## [Direction]
Report each line in the records below that contains the string "porch", and copy every such line in full.

## [Collection entries]
########

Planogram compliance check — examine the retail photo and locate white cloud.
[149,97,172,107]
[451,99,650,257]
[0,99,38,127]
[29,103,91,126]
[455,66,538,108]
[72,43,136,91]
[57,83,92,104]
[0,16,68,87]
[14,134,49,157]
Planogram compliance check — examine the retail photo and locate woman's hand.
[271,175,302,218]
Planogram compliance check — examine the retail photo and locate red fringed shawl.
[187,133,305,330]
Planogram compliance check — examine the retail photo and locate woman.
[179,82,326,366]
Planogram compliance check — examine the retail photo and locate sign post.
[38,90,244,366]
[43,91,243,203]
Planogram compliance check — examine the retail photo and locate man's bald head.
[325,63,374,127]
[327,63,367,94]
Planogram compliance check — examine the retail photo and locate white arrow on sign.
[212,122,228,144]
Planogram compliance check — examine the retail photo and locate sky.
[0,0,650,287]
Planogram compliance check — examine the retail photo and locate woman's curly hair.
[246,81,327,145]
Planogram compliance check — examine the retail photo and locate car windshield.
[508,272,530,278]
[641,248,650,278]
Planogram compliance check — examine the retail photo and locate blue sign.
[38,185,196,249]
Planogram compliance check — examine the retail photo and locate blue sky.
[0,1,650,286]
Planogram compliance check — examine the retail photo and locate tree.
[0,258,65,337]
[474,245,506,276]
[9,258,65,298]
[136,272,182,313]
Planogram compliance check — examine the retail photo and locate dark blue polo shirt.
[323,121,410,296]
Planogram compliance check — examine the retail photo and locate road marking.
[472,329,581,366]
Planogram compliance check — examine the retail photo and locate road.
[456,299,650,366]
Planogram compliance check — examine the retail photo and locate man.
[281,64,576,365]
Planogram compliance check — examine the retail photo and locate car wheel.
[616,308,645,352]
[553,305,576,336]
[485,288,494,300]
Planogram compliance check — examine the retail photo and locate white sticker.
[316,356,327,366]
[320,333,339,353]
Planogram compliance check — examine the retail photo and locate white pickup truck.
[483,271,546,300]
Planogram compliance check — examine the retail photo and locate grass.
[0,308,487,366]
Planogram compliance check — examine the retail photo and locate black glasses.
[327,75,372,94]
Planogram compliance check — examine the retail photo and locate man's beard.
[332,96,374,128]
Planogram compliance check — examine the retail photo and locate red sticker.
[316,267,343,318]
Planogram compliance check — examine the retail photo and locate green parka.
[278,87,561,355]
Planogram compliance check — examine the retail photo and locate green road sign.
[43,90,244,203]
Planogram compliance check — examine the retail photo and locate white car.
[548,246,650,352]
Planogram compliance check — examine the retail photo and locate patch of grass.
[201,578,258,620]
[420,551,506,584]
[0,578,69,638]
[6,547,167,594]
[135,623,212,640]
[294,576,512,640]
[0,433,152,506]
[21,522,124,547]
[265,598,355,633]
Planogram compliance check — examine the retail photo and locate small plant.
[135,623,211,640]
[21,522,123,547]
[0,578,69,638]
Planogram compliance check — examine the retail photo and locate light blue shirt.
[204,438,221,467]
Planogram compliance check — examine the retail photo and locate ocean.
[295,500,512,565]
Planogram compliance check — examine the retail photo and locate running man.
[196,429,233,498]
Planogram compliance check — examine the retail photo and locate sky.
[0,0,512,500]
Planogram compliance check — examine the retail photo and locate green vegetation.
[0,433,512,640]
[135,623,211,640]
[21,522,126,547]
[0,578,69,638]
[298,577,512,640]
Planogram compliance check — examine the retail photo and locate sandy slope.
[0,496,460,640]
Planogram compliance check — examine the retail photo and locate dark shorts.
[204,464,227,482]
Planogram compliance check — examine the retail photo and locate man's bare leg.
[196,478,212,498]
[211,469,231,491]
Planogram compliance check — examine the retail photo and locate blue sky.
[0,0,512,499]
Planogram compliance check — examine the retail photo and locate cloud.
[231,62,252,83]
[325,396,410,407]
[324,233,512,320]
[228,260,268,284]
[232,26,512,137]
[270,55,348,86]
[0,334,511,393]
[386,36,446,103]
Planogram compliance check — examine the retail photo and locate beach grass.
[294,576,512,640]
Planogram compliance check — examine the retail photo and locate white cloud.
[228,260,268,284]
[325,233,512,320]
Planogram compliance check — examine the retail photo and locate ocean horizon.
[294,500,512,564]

########

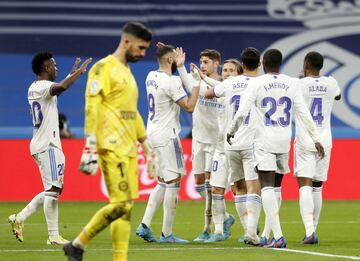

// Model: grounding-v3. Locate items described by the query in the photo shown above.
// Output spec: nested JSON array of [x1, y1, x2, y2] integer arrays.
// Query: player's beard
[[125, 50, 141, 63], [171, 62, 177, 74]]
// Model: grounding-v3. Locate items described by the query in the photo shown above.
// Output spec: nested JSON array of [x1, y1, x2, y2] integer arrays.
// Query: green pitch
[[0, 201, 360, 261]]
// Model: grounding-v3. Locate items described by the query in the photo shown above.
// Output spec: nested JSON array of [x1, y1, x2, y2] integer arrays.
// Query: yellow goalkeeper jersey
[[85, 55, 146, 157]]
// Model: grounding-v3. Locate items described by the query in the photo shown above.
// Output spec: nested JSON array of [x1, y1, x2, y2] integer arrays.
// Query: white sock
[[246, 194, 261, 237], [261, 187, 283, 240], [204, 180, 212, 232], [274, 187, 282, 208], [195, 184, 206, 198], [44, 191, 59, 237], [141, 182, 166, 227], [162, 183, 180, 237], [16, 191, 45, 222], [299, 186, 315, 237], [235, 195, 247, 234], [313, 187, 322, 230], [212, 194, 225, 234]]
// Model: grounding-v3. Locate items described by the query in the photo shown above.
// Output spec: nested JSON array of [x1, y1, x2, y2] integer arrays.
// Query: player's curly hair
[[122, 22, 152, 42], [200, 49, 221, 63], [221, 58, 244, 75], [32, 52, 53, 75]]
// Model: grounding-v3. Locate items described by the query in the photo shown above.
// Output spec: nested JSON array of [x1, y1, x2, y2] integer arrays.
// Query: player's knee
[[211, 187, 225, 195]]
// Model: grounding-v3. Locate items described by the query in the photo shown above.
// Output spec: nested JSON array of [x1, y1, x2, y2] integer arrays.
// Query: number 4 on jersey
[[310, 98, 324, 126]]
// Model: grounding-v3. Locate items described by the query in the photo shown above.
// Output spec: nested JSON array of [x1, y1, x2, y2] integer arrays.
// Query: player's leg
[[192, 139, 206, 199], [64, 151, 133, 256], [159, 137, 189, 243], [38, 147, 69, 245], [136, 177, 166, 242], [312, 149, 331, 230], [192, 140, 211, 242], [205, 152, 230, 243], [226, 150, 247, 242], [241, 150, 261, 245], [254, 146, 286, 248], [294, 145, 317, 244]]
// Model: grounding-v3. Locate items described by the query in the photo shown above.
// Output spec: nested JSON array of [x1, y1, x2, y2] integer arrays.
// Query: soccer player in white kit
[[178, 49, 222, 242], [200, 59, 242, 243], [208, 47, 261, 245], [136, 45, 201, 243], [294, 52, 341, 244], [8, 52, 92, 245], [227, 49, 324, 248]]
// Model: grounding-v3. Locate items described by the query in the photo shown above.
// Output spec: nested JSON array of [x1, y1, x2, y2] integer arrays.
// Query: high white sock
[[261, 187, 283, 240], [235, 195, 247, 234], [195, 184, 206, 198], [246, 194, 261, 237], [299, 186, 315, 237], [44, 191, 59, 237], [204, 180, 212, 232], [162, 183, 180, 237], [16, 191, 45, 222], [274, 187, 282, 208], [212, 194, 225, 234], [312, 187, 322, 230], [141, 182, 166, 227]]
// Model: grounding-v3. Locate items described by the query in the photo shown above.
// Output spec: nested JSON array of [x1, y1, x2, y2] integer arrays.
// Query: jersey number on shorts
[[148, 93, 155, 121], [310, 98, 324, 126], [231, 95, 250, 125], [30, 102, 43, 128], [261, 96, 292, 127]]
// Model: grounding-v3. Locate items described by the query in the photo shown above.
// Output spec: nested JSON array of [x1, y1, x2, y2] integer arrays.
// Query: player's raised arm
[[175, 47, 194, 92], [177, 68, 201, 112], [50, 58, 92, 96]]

########

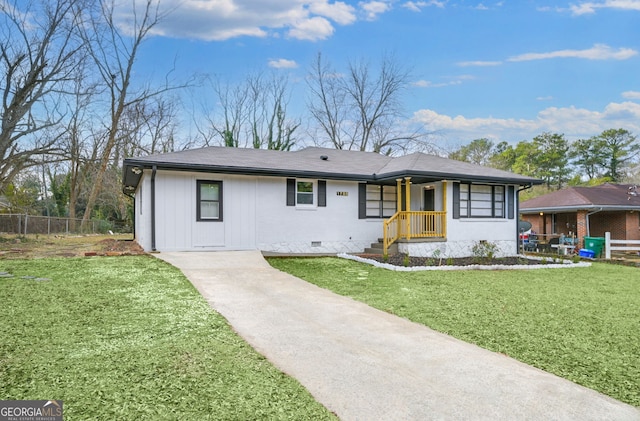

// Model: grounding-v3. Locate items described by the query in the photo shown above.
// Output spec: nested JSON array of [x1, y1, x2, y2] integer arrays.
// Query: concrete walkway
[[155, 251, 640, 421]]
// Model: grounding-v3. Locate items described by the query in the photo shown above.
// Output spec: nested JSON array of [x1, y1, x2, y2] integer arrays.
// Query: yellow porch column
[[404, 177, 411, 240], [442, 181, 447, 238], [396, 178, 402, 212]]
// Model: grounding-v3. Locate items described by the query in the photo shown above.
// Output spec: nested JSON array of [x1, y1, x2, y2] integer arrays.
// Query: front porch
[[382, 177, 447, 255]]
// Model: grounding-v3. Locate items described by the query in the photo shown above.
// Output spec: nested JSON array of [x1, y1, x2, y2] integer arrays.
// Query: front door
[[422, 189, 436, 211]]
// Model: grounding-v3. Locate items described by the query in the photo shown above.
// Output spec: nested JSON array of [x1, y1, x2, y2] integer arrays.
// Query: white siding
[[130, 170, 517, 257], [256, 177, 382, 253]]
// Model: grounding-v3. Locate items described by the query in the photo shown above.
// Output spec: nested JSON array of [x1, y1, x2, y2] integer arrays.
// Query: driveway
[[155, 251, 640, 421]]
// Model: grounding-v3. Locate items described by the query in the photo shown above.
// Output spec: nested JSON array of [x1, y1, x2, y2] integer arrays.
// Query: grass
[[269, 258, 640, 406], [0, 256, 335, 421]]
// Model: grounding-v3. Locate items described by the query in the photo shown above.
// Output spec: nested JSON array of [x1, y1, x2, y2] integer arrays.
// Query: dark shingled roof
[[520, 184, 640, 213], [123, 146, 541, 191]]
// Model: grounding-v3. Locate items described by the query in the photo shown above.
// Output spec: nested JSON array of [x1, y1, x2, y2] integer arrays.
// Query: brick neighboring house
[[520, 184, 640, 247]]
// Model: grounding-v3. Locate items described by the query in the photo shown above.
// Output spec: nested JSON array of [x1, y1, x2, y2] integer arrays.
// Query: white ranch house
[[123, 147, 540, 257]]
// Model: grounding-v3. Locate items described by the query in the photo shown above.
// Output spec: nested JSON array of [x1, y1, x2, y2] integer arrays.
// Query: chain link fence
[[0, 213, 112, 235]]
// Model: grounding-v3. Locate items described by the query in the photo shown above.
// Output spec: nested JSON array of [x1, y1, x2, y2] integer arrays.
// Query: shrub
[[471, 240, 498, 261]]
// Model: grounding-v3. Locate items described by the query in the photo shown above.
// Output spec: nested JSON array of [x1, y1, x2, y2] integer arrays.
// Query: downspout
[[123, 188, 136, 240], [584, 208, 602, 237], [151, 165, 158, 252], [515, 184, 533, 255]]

########

## [Solution to the exercise]
// Query: yellow porch column
// Query: front porch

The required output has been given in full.